* [Given passage]
+ + +
By Molly Muskin
I have grown very accustomed to my comfiest set of clothes. The bottoms are warm and roomy, and my socks have small pompoms by the ankles which I love. They were a gift from one of my grandchildren. I can’t remember which but that doesn’t matter as I love them all the same.
Shut in because of COVID19, no one coming to visit – you can zoom and you can spend a great deal of time on the phone, wearing whatever you want or even as little as you want.
Nowadays, most people only dress the top parts of their bodies. You only need to be halfway presentable if you spend your time on zooms. Floating torsos, talking heads, fake backgrounds – all of these make up the daily visuals for many working people. What lies beneath those desks and tables is more than likely a pair of PJ’s or yoga pants.
I am now lucky enough to have a closet filled with clothes, some more stylish than others. As I currently have nowhere extravagant to go, and receive few visitors, I choose to wear the same selection of 5 or 6 items day in and day out.
As I look back on the turbulent years of my youth, growing up in a lovely seaside village on the shores of Northern England, I find the correlations to modern day issues to be quite remarkable.
What is now a lazy indulgence was then all we had.
+ + +
* [What this exercise asks]
[A] Reproduce the essay between "Shut in because" and "or yoga pants.", inclusive.
[B] According to the essay, where did the writer grow up?
The data has no connection to the essay.

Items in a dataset
+ + +
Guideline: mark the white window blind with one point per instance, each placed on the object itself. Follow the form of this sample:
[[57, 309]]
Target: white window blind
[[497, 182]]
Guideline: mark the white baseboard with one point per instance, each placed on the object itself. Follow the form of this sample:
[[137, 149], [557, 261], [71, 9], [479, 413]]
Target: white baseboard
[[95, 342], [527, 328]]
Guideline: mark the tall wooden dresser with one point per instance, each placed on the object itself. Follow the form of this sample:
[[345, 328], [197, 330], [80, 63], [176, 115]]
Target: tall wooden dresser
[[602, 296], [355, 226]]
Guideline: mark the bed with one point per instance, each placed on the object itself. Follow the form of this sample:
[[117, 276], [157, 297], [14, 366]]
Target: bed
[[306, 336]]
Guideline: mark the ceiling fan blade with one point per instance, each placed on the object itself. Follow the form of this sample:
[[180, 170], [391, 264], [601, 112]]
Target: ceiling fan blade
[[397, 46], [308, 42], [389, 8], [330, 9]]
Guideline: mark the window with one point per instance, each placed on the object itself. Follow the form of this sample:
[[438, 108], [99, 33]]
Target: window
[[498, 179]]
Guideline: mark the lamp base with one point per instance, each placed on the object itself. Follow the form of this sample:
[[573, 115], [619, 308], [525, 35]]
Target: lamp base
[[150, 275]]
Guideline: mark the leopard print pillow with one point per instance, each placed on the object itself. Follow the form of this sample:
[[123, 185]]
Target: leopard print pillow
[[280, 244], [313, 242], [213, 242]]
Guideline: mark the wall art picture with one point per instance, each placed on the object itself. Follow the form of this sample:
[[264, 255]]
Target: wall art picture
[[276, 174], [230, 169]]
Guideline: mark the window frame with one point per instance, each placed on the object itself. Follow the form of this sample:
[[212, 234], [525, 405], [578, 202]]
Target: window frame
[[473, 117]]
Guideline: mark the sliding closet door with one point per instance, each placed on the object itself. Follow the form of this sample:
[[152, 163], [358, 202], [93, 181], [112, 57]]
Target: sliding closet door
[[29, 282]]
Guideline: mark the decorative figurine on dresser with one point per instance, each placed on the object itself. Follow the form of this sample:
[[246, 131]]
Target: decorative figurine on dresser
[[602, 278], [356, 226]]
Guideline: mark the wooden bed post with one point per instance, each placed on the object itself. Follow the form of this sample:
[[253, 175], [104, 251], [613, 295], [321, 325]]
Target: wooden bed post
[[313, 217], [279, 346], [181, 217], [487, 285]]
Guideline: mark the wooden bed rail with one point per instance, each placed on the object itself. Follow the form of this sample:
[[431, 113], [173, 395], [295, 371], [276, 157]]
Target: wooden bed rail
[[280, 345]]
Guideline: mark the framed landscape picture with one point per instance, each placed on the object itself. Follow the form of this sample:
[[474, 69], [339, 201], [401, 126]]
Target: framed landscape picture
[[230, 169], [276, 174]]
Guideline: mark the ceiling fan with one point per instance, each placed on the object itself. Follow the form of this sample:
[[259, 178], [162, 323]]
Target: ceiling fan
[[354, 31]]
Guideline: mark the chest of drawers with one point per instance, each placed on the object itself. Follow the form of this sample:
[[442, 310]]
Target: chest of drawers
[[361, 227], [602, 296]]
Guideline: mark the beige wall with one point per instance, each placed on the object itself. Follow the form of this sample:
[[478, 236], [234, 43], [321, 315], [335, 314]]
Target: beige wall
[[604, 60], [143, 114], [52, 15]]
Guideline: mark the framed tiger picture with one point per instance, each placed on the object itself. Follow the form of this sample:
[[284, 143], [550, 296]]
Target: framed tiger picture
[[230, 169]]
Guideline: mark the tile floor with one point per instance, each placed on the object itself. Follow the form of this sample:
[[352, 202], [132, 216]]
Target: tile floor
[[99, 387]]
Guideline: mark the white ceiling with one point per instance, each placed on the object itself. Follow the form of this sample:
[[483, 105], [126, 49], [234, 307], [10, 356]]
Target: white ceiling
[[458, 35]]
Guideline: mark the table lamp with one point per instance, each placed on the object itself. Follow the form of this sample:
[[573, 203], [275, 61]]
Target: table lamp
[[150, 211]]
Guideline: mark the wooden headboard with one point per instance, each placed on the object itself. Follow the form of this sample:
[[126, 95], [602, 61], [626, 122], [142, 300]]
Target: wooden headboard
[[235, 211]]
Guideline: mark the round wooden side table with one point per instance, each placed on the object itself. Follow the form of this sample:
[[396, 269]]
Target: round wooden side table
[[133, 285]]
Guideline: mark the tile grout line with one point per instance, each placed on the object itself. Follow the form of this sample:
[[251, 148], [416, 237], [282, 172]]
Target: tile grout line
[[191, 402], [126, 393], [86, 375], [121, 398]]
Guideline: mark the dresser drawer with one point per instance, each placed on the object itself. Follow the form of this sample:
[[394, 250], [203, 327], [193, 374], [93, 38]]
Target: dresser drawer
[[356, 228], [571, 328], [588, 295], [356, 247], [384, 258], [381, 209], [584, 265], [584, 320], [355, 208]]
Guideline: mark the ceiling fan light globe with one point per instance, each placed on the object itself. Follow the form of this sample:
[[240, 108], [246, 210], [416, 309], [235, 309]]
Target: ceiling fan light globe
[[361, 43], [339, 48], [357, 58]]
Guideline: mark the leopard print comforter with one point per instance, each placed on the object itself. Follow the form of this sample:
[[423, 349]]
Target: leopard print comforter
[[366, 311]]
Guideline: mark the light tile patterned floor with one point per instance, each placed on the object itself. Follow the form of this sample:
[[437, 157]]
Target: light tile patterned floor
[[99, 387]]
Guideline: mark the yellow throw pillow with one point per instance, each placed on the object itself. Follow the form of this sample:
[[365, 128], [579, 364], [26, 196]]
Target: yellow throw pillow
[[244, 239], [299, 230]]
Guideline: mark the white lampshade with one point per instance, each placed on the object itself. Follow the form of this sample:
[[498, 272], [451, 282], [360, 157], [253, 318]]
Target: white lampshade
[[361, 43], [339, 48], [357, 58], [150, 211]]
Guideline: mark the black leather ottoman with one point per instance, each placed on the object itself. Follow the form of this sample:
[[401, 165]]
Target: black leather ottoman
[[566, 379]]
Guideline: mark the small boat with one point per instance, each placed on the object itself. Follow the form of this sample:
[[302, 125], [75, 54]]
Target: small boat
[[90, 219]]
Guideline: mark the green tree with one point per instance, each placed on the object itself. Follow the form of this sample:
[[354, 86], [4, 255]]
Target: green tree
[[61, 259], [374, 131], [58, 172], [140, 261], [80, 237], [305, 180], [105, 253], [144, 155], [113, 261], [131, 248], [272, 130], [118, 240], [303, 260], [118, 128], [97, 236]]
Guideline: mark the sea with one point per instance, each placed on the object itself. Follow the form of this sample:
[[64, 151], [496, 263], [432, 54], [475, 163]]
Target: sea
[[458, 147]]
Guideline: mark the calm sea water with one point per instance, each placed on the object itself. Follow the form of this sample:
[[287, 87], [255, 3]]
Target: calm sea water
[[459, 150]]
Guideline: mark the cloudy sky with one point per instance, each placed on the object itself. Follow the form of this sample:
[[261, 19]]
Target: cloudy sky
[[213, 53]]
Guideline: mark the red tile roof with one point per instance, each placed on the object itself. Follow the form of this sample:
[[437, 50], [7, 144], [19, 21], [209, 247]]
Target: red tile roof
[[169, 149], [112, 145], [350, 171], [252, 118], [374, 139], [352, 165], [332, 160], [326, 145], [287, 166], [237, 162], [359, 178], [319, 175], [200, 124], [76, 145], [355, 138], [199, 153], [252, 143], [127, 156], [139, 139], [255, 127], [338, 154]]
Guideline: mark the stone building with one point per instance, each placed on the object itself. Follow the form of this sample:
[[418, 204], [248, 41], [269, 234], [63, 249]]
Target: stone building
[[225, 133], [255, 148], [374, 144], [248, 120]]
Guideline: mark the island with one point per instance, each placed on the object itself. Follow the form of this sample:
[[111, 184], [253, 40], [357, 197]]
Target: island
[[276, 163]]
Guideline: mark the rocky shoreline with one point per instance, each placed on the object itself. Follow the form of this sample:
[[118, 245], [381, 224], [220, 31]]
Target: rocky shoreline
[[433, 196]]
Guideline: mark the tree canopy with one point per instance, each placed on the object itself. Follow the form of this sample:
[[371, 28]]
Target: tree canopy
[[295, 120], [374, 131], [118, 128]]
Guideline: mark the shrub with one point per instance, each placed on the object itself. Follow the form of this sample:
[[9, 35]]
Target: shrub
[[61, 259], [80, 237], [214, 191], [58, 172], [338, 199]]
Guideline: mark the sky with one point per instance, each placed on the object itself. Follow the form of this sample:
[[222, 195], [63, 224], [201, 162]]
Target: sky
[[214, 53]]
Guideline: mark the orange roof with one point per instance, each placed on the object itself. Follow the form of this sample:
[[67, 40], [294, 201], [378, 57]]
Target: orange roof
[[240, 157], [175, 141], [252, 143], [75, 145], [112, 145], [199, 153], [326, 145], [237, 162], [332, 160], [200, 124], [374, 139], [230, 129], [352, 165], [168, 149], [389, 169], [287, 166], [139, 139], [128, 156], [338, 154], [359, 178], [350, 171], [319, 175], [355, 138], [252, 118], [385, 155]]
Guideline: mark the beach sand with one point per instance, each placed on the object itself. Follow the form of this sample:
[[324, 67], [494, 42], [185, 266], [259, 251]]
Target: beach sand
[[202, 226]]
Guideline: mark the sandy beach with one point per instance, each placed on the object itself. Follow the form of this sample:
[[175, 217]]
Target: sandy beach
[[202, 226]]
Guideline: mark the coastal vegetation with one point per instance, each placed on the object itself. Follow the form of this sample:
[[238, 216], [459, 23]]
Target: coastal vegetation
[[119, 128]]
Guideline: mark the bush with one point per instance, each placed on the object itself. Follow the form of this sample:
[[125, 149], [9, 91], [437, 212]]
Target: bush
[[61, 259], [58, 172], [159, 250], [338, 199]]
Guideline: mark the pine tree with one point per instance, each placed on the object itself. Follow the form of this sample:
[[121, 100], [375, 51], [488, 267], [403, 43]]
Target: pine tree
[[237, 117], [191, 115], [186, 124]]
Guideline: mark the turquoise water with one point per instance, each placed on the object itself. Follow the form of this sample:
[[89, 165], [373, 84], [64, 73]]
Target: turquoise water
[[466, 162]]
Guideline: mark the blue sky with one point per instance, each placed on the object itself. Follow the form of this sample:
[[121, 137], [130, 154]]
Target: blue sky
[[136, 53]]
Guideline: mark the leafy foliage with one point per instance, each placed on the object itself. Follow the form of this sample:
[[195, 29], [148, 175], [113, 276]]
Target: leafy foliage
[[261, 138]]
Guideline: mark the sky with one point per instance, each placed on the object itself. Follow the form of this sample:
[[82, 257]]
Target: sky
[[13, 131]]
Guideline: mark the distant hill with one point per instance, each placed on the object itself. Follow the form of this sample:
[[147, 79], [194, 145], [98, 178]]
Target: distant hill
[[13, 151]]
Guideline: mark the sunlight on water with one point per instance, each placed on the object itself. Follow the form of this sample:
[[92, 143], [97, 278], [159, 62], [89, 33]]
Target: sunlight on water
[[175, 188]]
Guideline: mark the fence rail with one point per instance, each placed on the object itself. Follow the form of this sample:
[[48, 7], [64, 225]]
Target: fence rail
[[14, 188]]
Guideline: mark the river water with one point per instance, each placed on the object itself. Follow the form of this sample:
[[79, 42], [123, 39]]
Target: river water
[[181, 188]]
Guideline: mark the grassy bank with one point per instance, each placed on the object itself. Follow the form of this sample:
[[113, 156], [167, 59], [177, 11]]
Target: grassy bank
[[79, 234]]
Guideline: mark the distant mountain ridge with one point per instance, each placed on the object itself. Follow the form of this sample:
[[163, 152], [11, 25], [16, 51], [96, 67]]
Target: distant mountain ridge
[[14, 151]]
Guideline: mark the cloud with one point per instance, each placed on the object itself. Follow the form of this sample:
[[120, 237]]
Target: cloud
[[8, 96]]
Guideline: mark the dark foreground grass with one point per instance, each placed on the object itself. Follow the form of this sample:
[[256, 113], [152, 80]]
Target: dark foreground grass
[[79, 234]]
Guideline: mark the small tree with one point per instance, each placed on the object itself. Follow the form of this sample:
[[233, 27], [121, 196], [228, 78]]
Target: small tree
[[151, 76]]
+ + +
* [Outputs for the tasks]
[A]
Shut in because of COVID19, no one coming to visit – you can zoom and you can spend a great deal of time on the phone, wearing whatever you want or even as little as you want.
Nowadays, most people only dress the top parts of their bodies. You only need to be halfway presentable if you spend your time on zooms. Floating torsos, talking heads, fake backgrounds – all of these make up the daily visuals for many working people. What lies beneath those desks and tables is more than likely a pair of PJ’s or yoga pants.

[B] In a lovely seaside village on the shores of Northern England.